__EXTRACT TO READ__.
* * * * * * * * *
[Pig Wiki] Update of "HowlSecurity" by AlanGates

Apache Wiki Wed, 01 Sep 2010 16:08:42 -0700

Dear Wiki user,

You have subscribed to a wiki page or wiki category on "Pig Wiki" for change 
notification.


The "HowlSecurity" page has been changed by AlanGates.
http://wiki.apache.org/pig/HowlSecurity

--------------------------------------------------

New page:
This page will outline design of Howl Security. 

== Related Hive Work ==
[[https://issues.apache.org/jira/browse/HIVE-78|Jira for authorization support 
in Hive]]

== Authorization ==

Initially the thought is that Howl will have authorization implemented at some 
level to provide security. The initial implementation will be based on HDFS 
directory permissions. This may be enhanced/replaced by a role based model in a 
later release.
   
=== Permissions ===
The initial idea for authorization in Howl is to use the HDFS permissions to 
authorize metadata operations. To be able to do this, we would like to extend 
createTable() to add the ability to record a different group from the user's 
primary group and to record the complete Unix permissions on the table 
directory. Also, we would like to have a way for partition directories to 
inherit permissions and group information based on the table directory. To keep 
the metastore backward compatible for use with Hive, I propose having conf 
variables to achieve these objectives:
 * `table.group.name` : value will indicate the name of the Unix group for the 
table directory. This will be used by `createTable()` to perform a chgrp to the 
value provided. This property will provide the user the ability to choose from 
one of the many Unix groups he is part of to associate with the table.
* * * * * * * * *
Records from a dataset:
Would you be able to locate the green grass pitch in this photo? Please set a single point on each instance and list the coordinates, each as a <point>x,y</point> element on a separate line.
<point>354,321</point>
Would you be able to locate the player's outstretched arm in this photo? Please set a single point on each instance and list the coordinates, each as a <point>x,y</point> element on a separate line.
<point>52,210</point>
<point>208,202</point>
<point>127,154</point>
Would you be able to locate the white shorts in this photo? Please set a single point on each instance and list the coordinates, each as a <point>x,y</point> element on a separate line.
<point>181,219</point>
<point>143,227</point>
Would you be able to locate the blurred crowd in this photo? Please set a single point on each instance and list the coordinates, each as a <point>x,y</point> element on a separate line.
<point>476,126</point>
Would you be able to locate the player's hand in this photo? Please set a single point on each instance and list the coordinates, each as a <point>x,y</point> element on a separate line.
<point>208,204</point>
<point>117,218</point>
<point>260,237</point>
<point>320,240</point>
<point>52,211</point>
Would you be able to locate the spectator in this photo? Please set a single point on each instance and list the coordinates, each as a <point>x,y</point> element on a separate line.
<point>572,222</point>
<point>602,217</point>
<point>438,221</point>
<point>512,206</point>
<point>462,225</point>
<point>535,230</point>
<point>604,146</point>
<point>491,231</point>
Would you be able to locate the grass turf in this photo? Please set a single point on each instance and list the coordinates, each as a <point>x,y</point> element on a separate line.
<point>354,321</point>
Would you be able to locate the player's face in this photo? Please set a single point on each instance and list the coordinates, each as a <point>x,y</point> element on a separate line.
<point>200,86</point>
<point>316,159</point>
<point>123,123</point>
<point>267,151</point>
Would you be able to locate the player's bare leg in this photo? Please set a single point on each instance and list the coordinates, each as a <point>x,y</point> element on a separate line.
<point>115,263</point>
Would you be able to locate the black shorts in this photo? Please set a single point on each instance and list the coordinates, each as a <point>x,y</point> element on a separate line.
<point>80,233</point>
* * * * * * * * *
__THE REQUEST__. Continue the Howl Security design page from the point where it stops.

__ANSWER FOR THE TASK__.
 * `table.permissions` : value will be of the form `rwxrwxrwx` to indicate 
read-write-execute permissions on the table directory. This will be used by 
`createTable()` to perform a chmod to the value provided. This will let the 
user decide what permissions he wants on the table.
 * `partitions.inherit.permissions` : a value of true will indicate that 
partitions inherit the group name and permissions of the table level directory. 
 This will be used by `addPartition()` to perform a chgrp and chmod to the 
values as on the table directory.

Conf properties are preferable over API changes since the complete 
authorization design for Hive is not finalized yet. These properties can be 
deprecated/removed when that is in place. These properties would also be useful 
to some installation of vanilla Hive since at least DFS level authorization can 
now be achieved by Hive without the user having to manually perform chgrp and 
chmod operations on DFS.

=== Reading data(Select)/Writing data (Insert) ===
This will simply be governed by the dfs permission at the time of the read and 
will result in runtime errors if the user does not have permissions.

=== Create table ===

==== Internal/External table without location specified ====
If the user has permissions to the directory pointed by 
`hive.metastore.warehouse.dir` then he can create the table. 

==== Internal/External table with location specified ====
If the user has permissions to the location specified then he can create the 
table.

=== Drop Table ===
A user can drop a table (internal or external) only if he has write permissions 
to the table directory. A user could have write permission either by virtue of 
him being the owner of the table or through the group he belongs
to. So if the permissions on the table directory allow him to write to it, he 
can drop the table.

=== Partition permissions ===
Partition directories will inherit the permissions/(owner,group) of the table 
directory.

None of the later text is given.